## [Selected passage]
* * * * * * *

‘They will pay for killing my son’: Mom of 3-year-old killed in police shooting speaks out
by Akiya Dillon / Las Vegas Review-Journal · Las Vegas Review-JournalRaneka Pate said she watched from inside a police cruiser as her 3-year-old son’s life ended amid a storm of bullets fired by officers at his father, who was holding the boy.
Police said the suspect, later identified as Quinton Baker, held the child hostage outside a southeast valley apartment complex, pointing a gun at the boy before officers opened fire early Tuesday morning. Baker shot the child, and the father was killed by police, authorities said.
Pate disputes the Metropolitan Police Department’s account. She said Baker did not have a gun when he encountered officers.
“I watched their last moments,” Pate, the mother of Kentre Baker, who was killed Tuesday, told the Las Vegas Review-Journal. “And my whole family was taken from me in an instant.”
Asked about Pate’s claims, a Metro spokesperson declined to comment but said the department would provide additional information, including body camera footage, during a briefing on the shooting this week.
Officers with the Metropolitan Police Department said that they responded to a call about a man battering a woman and trying to take a child from an apartment in the 8400 block of South Maryland Parkway.
Police were later told the man had fired a gun in the parking lot of the Parkside Villas Apartment Homes, Capt. Ryan Wiggins told reporters.
The woman said the man had returned to the apartment with the gun.
With officers on the scene, Baker stepped outside again, Wiggins said, holding the boy and pointing a gun at him.
But the 28-year-old mother said Quinton Baker was not armed while he carried Kentre outside as police arrived.
Wiggins said officers gave Baker commands to surrender, but he did not comply. When Baker continued to approach, the police shot at him, and the man simultaneously fired his weapon at the child, according to police.
Pate was kept in a nearby patrol car before the shooting and several hours after. She said that officers, not Baker, shot her child.
“There was a plethora of bullets,” Pate said, adding that she suspected that Kentre and Baker were shot many times.
Wiggins told reporters that the suspect died at the scene, and the boy was pronounced dead at a nearby hospital.
Pate said she was prevented from being with her child and believes he also died in the parking lot.
Considering her son’s injuries, Pate believes paramedics would not have been able to get him to University Medical Center fast enough to save him.
The mother also said she was frustrated that Metro shared its version of events before she had a chance to speak out.
“They are trying to play damage control, but they will pay for killing my son,” Pate said.
In an online fundraiser created Wednesday morning, she described the boy as “sunshine in human form.” Pate said Kentre loved sea animals and knew their common and scientific names. The family is raising money to cover Kentre’s funeral and other expenses.
“His laughter filled every home he stepped foot in, and his hugs were the kind you never wanted to let go of,” Pate wrote. “He was rough but gentle, loving, smart, athletic and always quick to share if he had something on his mind.”

* * * * * * *

## [Entries from a data source]
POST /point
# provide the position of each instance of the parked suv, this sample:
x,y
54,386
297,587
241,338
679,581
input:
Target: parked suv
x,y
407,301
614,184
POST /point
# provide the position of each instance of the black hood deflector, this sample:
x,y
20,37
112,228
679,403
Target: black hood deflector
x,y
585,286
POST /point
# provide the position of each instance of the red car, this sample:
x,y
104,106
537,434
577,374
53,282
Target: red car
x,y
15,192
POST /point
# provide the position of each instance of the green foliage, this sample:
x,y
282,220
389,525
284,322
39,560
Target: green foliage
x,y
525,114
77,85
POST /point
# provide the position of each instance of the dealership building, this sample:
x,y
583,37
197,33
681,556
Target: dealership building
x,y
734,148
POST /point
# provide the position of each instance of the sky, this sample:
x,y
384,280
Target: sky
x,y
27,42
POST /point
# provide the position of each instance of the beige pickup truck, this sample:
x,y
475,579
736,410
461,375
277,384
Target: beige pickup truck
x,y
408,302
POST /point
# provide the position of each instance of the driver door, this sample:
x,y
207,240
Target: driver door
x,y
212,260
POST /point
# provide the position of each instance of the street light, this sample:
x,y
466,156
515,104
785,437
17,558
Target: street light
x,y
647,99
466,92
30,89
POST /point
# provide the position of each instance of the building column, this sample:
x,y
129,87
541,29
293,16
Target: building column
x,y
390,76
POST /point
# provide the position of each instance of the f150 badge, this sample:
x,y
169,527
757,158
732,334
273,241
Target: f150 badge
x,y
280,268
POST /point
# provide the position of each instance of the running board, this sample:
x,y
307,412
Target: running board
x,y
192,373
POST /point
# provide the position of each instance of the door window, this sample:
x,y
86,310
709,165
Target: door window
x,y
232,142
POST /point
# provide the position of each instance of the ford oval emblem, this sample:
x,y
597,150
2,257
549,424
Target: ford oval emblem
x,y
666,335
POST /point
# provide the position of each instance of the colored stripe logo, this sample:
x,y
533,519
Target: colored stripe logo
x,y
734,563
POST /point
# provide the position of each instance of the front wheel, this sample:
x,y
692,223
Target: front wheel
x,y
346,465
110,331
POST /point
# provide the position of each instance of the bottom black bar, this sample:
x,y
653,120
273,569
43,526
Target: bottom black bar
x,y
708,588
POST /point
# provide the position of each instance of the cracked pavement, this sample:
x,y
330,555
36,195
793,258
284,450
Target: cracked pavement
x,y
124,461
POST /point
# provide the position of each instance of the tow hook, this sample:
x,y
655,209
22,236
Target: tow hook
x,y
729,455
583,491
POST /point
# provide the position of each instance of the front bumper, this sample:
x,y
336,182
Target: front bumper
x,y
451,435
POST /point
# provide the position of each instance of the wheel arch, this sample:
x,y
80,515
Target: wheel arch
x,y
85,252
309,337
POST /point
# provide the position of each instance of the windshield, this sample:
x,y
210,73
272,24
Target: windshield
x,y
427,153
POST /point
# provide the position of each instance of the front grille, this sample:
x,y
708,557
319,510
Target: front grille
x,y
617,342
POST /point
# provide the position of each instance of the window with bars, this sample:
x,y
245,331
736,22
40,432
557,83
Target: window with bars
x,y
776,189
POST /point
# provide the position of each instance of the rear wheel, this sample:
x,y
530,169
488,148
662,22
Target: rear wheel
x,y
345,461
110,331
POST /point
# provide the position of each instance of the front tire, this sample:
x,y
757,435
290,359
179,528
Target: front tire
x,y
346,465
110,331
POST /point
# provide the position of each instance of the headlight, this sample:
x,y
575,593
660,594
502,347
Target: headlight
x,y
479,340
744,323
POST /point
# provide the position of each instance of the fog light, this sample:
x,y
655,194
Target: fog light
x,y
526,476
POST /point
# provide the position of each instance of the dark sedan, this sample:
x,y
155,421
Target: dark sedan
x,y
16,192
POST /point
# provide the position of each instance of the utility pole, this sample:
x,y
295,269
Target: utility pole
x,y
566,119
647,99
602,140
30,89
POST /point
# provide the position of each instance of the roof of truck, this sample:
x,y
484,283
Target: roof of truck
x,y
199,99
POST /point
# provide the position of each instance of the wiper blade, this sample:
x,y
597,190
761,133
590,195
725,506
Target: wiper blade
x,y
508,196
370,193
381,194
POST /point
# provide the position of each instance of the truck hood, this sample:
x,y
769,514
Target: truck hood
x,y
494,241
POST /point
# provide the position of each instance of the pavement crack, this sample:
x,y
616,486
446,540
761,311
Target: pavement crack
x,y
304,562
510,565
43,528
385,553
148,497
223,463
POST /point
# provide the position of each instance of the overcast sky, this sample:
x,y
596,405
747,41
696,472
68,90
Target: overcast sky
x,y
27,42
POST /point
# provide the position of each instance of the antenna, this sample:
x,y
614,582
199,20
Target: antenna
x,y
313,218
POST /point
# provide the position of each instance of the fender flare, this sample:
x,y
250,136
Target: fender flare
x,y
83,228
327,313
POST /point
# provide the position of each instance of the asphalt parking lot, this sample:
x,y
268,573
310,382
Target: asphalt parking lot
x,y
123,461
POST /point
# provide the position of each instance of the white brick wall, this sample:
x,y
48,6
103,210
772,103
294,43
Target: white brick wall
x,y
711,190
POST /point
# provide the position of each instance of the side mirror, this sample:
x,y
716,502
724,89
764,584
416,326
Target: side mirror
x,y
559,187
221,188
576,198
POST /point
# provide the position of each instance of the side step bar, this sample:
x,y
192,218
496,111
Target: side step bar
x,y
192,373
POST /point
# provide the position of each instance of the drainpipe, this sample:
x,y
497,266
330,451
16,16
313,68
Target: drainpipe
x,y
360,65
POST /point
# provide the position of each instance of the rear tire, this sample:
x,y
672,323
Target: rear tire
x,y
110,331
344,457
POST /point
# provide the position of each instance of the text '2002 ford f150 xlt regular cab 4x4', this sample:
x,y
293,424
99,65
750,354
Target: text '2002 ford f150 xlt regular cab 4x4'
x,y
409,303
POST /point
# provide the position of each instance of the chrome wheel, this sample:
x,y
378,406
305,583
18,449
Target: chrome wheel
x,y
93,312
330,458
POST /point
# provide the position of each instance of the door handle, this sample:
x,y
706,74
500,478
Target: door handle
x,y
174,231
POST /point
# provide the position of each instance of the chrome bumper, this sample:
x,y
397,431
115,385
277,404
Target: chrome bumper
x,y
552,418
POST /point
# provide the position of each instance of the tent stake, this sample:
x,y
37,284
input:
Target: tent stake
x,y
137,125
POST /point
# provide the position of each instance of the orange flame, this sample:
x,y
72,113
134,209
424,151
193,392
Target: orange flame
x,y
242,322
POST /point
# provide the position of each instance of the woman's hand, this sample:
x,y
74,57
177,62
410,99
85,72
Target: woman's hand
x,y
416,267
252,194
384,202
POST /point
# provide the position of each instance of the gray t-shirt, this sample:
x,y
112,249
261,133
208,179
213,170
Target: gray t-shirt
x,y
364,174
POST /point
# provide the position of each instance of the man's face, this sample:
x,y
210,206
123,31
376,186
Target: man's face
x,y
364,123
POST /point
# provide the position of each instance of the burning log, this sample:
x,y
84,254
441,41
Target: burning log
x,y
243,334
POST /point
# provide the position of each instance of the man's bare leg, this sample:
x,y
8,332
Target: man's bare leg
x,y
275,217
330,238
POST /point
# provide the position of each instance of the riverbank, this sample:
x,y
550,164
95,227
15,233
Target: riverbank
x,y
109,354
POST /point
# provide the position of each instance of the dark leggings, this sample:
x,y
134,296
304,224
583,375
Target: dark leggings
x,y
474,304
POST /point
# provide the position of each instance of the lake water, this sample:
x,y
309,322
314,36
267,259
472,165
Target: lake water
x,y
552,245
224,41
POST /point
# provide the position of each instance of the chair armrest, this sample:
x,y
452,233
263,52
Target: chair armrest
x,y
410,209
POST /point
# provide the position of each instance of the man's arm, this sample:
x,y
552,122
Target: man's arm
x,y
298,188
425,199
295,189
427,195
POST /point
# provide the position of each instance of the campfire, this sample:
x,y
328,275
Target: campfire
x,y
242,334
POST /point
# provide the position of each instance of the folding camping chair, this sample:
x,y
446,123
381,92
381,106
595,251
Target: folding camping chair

* * * * * * *

## [Required actions]
a - From the article on the police shooting, extract the part that opens with the words containing "Asked about Pate’s" and closes with "with the gun.".
b - In the article on the police shooting, where was Raneka Pate kept before the shooting and for several hours after it?

## [Task-by-task answers]
a -
Asked about Pate’s claims, a Metro spokesperson declined to comment but said the department would provide additional information, including body camera footage, during a briefing on the shooting this week.
Officers with the Metropolitan Police Department said that they responded to a call about a man battering a woman and trying to take a child from an apartment in the 8400 block of South Maryland Parkway.
Police were later told the man had fired a gun in the parking lot of the Parkside Villas Apartment Homes, Capt. Ryan Wiggins told reporters.
The woman said the man had returned to the apartment with the gun.

b - In a nearby patrol car.